Alıntı Metin:
Avrupa Birliği ile vize sorunu son iki yıldır adım adım can yakıcı düzeylere ulaştı. Artık beş başvurudan biri ret yanıtı alıyor, ancak eldeki istatistikler vize başvurularının ne kadar arttığı konusunda bilgi vermediği için, bu gelişmelerin arasındaki ilişkiyi görmek zor. Ne var ki, AB ülkelerinin büyük bir kısmını kapsayan Schengen anlaşmasının çerçevesindeki ülkelere artık yolculuk yapmak çok zor, hatta bu bir “tarife dışı engel” haline getirilmiş bulunuyor.
Öğrencilik yıllarımın ilk dönemleri çok mutlu geçti; lacivert pasaportumla Fransa’dan İsviçre ve Almanya’ya günübirlik yolculuklar yapabiliyor, Türkiye’ye dönüşte ve çıkışta ciddi bir sorun yaşamıyordum. Bu “mutluluk” 1978 yılına dek sürdü. O yılın sonu itibarıyla, Türkiye Cumhuriyeti yurttaşlarına (adı o zamanlar AET Olan) AB ülkeleri vize mecburiyeti getirdi. Bu mecburiyet, sayıları o zaman dokuz olan AB ülkeleri tarafından 1979 yılının ikinci yarısından itibaren yürürlüğe kondu. İşin ilginç ve çoğunlukla anlatılmayan tarafı, bu vize mecburiyetinin AB tarafından değil, zamanın Türk hükümeti tarafından istenmiş olmasıydı.

Bir veri derlemesinden alınan kayıtlar
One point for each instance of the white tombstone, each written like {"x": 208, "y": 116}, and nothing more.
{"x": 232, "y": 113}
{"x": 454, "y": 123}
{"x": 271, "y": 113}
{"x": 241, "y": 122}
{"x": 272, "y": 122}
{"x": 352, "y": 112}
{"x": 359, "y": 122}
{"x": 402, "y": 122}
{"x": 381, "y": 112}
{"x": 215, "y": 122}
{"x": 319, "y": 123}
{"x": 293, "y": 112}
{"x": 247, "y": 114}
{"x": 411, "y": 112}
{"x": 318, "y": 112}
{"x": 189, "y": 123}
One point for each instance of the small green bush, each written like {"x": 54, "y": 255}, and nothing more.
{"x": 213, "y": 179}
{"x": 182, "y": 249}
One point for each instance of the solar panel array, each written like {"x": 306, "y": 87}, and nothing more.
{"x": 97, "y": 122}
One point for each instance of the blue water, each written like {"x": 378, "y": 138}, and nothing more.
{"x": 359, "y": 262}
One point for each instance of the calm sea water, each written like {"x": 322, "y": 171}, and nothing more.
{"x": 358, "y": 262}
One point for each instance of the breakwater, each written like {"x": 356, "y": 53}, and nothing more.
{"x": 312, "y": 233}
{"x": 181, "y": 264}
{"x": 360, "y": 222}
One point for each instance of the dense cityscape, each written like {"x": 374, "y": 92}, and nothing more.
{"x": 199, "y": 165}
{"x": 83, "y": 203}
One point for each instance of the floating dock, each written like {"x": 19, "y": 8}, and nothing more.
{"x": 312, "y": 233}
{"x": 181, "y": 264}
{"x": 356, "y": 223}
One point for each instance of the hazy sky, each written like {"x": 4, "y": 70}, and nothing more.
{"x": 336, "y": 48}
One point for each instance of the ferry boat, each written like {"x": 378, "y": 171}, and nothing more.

Yapılacak İşler:
1 – Vize sorununu anlatan metne göre, Türkiye Cumhuriyeti yurttaşlarına getirilen vize mecburiyetini kim istemişti?
2 – Lütfen kayıtlarda "breakwater" dizesini içeren her satırı döndürün. Büyük-küçük harf ayrımı önemlidir.
Metin ile kayıtlar birbirinden bağımsızdır.

Sonuçlar:
1 – Zamanın Türk hükümeti istemişti.

2 –
One point for each instance of the breakwater, each written like {"x": 356, "y": 53}, and nothing more.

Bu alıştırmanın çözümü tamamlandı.